---- Text to read

Re: [css3-syntax] Added an "an+b parsing" section, please review from Tab Atkins Jr. on 2013-02-01 (www-style@w3.org from February 2013)

From: Tab Atkins Jr. <jackalmage@gmail.com>
Date: Fri, 1 Feb 2013 12:43:31 -0800
To: Simon Sapin <simon.sapin@kozea.fr>
Cc: www-style list <www-style@w3.org>
Message-ID: <CAAWBYDBbeVYeWkGM8ec8c5W+Ly=LJh8dEuxD+HLG=NRyYG6s=Q@mail.gmail.com>

On Thu, Jan 31, 2013 at 11:44 PM, Simon Sapin <simon.sapin@kozea.fr> wrote:
> Le 01/02/2013 03:30, Tab Atkins Jr. a écrit :
>> I added a small algorithm for parsing an+b values at
>> <http://dev.w3.org/csswg/css3-syntax/#parse-anb-notation>.  It's just
>> a "turn everything back into a string and reparse" algorithm.
>>
>> Does it look good?  Alternately, I could do it by looking at the
>> original tokens, it's just a bit messier that way.  There's 6
>> different ways a valid an+b can be tokenized, and one of them involves
>> a dimension token with a unit matching /n[+-]\d+/.
>
>
> It’s very good to have this in Syntax. Thanks!
>
> "Turn tokens back to a string and reparse" is not pretty, but as you say
> parsing from tokens is worse. And more likely to have some corner cases
> wrong.

Luckily the official grammar in Selectors, while wrong, is at least
very simple and limited.  I think I've got all the token-based parsing
cases mapped out.  But still, reparsing from a string is easier.

> Is the an+b notation used in anything other than :nth-child() and related
> Selectors?

So far, no.  But we might use it elsewhere in the future.

> The various algorithms in §6. Parser Entry Points are assumed to parse from
> text. But for Selectors at least, an+b is in the arguments of an
> already-tokenized function so the input is a list of component values, not
> text. Although that does not make much difference as all the relevant tokens
> are preserved.

I tried to wordsmith so that they all really just assume a list of
tokens.  If you have suggestions about how to phrase the intro better,
I'd appreciate it.

You're right that the an+b is likely already going to be done with a
list of component values, but as you point out, it doesn't matter for
the algorithm's purposes.  I think I might keep it somewhat vague
here, so that it's valid to invoke it either normally or with a normal
token stream.

--------
---- Data listing

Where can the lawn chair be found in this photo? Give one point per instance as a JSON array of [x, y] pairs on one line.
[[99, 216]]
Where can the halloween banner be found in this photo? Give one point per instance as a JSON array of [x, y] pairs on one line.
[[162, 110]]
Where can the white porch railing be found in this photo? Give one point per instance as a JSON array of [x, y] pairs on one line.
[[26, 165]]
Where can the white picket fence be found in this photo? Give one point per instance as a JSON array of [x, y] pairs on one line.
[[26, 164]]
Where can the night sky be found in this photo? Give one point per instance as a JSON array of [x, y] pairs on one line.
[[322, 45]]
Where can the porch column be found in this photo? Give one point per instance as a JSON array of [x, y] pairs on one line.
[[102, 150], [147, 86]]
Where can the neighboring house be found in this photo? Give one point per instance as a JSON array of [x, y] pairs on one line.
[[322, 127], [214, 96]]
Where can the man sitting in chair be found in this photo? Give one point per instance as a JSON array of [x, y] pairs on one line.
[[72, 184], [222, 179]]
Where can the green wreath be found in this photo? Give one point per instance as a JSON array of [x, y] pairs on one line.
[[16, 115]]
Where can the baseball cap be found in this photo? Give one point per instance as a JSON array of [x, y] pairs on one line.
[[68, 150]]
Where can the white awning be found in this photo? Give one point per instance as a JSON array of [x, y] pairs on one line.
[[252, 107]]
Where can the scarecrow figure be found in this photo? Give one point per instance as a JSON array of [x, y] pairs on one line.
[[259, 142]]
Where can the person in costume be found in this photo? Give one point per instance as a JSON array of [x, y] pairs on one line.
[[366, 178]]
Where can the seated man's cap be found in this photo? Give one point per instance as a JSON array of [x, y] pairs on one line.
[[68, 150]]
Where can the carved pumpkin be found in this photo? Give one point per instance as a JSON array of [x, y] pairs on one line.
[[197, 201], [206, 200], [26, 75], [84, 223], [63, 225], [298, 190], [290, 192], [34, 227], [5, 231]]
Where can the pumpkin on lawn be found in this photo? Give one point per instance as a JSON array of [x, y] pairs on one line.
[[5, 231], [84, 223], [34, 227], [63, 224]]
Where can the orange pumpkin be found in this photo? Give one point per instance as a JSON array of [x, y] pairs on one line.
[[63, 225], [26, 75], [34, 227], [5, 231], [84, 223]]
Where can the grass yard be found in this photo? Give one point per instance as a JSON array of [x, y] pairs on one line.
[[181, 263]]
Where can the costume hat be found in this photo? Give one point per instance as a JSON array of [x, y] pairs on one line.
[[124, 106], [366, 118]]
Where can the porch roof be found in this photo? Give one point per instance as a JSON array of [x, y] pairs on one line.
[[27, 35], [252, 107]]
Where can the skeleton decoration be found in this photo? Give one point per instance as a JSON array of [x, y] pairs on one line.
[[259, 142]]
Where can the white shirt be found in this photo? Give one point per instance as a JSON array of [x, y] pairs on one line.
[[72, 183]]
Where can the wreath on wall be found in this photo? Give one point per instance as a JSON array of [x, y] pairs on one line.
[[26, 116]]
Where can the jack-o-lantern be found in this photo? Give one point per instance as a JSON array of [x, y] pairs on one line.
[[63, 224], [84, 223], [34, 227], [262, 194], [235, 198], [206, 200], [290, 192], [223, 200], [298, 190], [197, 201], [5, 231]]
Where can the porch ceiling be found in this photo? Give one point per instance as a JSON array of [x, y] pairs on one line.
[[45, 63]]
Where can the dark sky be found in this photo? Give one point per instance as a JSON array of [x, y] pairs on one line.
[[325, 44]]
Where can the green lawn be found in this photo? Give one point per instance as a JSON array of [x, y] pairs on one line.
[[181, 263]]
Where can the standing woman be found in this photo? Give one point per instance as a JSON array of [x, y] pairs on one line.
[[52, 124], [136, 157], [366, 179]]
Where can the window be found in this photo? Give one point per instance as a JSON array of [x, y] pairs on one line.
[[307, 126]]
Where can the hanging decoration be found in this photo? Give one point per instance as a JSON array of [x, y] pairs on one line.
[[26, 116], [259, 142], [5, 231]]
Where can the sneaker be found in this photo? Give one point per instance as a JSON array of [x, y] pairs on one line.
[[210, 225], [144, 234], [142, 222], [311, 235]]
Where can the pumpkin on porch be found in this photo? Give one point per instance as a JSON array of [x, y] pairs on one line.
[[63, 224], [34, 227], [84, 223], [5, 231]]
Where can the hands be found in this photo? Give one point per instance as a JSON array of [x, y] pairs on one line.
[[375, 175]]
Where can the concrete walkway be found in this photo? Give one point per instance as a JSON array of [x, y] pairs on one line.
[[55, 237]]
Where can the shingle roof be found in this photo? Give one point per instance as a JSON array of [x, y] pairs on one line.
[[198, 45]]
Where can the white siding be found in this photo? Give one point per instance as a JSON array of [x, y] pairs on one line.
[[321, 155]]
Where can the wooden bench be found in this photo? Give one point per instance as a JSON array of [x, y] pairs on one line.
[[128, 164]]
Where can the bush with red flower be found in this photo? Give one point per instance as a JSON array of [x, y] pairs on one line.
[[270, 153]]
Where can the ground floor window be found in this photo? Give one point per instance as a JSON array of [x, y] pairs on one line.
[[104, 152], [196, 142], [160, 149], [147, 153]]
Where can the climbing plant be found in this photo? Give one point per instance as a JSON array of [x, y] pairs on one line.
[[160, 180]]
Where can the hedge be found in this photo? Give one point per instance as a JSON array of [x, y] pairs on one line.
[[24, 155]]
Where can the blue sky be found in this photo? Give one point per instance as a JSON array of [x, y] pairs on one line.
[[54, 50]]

--------

• The tasks:
A. Condense the paragraph in the an+b parsing message that begins "You're right that the an+b" into a single shorter sentence that keeps its main points.
B. Extend the an+b parsing message past its final sentence.

• Task results:
A. Although an+b will probably already be parsed from a list of component values, that makes no difference to the algorithm, so the wording may stay somewhat vague to allow invoking it either normally or with a normal token stream.

B.
> On to the algorithm itself:
>
> Dimension tokens should also append their unit to the string. The
> "representation" is only that of the numeric part.

Ooh, thanks.  Fixed.  Also, idents have a value, not a representation.
 I should maybe fix these, as I've made this mistake before. :/

> All whitespace tokens are ignored. This is not the case in the "nth" grammar
> from Selectors 3. In particular, no whitespace is allowed between a and its
> sign, nor between a and n. (Whitespace *is* allowed around the +/- sign
> after n, and around the whole an+b sequence.)
>
> nth
>   : S* [ ['-'|'+']? INTEGER? {N} [ S* ['-'|'+'] S* INTEGER ]? |
>          ['-'|'+']? INTEGER | {O}{D}{D} | {E}{V}{E}{N} ] S*
>   ;

Damn, you're right.  Hmm.  I was *really* trying to avoid having to
deal with spaces between the signs and the numbers.  I suppose I can
do whitespace-stripping late, so I can check the step and fail it if
there is any trailing whitespace.  I'll look into how I want to do
this.

> For odd/even, the phrase used is "If repr contains an ASCII case-insensitive
> match for …" It should be "is" instead of "contains". :nth-child(Some
> oddities) should not match. ("Contains" is used that way later in the
> algorithm.)

Fixed, thanks.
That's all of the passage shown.